___ DATA SHOWN ___

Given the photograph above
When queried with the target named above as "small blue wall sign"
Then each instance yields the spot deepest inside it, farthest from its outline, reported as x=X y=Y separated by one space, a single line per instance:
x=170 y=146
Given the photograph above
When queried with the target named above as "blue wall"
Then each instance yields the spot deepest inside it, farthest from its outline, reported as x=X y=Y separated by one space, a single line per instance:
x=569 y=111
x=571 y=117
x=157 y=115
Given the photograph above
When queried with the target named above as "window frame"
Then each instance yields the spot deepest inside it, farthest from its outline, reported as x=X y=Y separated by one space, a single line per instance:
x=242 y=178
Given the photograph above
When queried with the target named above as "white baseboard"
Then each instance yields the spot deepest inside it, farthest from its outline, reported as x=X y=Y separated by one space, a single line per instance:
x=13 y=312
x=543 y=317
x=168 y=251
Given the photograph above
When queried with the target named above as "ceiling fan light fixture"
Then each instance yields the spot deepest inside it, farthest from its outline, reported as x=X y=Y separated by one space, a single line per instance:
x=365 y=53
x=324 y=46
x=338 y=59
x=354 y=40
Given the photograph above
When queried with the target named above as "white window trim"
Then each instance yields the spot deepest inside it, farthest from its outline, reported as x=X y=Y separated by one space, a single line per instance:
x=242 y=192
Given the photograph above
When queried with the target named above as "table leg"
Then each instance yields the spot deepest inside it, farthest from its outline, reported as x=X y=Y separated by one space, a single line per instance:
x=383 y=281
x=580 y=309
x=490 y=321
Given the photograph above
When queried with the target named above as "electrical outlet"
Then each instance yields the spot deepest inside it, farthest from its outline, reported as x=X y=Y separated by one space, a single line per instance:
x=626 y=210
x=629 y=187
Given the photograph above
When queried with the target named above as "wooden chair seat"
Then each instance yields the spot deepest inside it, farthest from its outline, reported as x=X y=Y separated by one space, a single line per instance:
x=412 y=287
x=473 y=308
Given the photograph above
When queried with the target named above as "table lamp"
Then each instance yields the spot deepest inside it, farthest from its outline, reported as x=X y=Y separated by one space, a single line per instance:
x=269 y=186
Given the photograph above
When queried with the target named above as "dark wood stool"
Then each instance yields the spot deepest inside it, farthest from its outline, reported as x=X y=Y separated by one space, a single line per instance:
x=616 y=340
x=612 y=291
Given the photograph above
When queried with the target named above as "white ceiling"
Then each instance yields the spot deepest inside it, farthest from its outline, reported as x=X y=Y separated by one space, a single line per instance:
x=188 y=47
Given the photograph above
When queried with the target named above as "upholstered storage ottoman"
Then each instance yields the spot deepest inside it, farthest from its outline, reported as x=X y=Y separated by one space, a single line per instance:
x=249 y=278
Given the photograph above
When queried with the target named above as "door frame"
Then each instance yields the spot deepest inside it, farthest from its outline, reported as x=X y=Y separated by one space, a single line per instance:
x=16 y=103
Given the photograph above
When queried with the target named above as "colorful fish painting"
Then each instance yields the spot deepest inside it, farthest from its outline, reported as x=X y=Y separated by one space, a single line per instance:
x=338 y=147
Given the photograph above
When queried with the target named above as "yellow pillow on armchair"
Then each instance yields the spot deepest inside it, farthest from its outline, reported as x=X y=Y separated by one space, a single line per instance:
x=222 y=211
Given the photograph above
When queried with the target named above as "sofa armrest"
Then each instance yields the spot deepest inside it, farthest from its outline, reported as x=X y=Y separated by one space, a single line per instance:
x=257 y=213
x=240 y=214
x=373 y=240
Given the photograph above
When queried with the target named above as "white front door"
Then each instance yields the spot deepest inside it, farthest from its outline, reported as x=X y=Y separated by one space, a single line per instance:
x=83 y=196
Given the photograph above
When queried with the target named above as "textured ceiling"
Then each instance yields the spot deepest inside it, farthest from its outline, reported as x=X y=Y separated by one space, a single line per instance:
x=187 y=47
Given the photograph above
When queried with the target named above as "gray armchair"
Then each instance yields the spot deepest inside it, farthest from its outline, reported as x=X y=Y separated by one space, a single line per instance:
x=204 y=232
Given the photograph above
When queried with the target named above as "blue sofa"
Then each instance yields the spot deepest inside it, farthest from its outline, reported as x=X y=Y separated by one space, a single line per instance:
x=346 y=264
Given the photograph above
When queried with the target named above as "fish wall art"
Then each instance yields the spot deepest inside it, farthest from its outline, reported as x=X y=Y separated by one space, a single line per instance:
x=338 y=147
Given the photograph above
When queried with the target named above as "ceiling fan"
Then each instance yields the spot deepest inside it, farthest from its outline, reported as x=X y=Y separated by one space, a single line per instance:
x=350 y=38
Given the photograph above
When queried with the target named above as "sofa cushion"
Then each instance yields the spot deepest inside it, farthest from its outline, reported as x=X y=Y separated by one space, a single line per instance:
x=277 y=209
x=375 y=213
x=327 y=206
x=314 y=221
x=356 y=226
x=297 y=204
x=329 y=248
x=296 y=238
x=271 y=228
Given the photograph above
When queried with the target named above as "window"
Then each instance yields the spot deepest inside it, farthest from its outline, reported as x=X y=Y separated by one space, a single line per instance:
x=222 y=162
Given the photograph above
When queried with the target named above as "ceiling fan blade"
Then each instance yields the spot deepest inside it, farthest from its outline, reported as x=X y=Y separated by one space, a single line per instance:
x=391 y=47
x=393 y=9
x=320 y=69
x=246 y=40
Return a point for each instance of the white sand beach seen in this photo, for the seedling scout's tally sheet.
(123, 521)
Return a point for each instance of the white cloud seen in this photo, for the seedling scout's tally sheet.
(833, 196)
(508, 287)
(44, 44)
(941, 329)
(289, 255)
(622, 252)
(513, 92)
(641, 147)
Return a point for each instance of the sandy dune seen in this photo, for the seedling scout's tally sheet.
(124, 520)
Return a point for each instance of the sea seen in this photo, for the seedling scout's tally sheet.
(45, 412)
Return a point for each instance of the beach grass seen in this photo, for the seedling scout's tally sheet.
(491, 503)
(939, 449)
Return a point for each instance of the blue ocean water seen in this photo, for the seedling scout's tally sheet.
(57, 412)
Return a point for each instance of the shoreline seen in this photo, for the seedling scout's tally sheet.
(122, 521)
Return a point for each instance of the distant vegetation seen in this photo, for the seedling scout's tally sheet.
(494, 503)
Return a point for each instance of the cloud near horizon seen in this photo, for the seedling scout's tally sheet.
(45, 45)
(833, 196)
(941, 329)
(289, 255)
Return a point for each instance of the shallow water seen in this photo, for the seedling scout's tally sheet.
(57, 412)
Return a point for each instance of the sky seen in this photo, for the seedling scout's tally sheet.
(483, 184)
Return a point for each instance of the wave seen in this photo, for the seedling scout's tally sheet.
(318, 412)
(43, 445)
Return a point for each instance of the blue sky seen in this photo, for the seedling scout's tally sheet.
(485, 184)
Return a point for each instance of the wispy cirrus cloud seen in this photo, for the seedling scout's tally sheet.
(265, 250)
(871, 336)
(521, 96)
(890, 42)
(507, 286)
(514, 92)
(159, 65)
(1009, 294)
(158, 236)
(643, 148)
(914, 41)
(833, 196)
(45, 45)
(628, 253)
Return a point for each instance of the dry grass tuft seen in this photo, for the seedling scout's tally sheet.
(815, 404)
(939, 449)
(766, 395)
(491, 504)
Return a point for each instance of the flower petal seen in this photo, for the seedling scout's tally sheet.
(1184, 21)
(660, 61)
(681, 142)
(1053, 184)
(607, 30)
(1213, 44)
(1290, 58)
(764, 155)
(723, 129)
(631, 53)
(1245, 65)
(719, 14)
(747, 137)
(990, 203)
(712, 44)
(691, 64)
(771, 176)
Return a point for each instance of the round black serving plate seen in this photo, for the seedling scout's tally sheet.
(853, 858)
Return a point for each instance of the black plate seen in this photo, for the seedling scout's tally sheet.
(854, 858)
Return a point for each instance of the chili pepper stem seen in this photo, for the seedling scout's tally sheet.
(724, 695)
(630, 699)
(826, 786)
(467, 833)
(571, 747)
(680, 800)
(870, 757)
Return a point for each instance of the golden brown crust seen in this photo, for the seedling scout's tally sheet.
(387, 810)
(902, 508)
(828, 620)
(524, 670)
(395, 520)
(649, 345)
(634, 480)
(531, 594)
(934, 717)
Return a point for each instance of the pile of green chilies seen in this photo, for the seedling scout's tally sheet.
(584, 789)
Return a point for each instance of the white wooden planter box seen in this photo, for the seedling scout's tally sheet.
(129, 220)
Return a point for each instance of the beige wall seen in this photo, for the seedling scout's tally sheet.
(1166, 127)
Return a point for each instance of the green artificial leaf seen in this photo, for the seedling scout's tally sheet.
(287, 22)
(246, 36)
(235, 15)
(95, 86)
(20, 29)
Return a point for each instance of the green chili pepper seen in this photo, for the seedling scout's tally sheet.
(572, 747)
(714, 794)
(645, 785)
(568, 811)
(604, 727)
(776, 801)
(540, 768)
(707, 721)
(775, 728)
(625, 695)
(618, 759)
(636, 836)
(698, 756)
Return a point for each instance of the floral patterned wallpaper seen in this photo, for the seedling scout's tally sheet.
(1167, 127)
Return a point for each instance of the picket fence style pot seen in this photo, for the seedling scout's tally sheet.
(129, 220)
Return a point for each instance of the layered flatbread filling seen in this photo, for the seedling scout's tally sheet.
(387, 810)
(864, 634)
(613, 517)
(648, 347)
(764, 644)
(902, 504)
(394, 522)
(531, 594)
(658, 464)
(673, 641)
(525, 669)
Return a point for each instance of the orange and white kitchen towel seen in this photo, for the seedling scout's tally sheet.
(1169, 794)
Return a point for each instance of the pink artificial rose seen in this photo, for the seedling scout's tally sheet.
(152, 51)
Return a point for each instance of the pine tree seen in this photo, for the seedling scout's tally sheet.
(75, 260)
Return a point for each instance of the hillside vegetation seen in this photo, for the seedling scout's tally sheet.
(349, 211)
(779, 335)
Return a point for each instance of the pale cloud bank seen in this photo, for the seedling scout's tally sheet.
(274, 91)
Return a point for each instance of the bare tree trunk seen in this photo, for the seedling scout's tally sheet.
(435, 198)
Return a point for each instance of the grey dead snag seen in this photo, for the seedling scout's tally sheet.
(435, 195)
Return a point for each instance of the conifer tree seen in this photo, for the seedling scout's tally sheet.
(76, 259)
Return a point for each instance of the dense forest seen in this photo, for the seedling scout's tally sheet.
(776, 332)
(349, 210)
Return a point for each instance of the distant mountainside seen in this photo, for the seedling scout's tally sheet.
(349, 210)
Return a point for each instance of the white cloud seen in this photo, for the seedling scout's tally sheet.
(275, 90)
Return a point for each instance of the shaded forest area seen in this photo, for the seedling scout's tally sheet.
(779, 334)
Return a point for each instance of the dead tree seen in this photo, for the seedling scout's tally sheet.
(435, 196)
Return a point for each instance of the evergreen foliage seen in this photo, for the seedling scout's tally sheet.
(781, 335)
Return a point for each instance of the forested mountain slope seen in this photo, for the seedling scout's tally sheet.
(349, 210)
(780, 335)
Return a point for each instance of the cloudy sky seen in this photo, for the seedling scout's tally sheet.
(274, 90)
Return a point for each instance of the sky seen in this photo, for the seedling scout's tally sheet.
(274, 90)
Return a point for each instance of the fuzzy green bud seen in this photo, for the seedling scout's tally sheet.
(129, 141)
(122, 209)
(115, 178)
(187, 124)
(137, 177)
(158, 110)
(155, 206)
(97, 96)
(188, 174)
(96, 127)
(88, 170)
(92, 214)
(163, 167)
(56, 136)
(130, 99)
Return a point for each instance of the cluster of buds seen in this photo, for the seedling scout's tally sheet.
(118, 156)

___

Copy exactly, word for word, the line with "Return a point for each instance of the forested" through the final line of the listing.

**RESPONSE TO THE TASK:**
Return a point for each instance of the forested mountain slope seen in this photo, for the seedling scout's tally sheet.
(349, 210)
(780, 335)
Return a point for each instance of the cloudy sky seen in this photo, for the seedling scout's tally sheet.
(274, 90)
Return a point for each instance of the sky seen in this photo, for the seedling scout's tally sheet.
(274, 90)
Return a point for each instance of the fuzzy green bud seen in this photo, for the seedling scout's tally sheet.
(129, 141)
(122, 209)
(115, 178)
(187, 124)
(137, 177)
(158, 110)
(155, 206)
(97, 96)
(188, 174)
(96, 127)
(88, 170)
(92, 214)
(163, 167)
(56, 136)
(130, 99)
Return a point for each instance of the cluster of buds seen in this photo, for the seedling scout's tally sheet.
(118, 156)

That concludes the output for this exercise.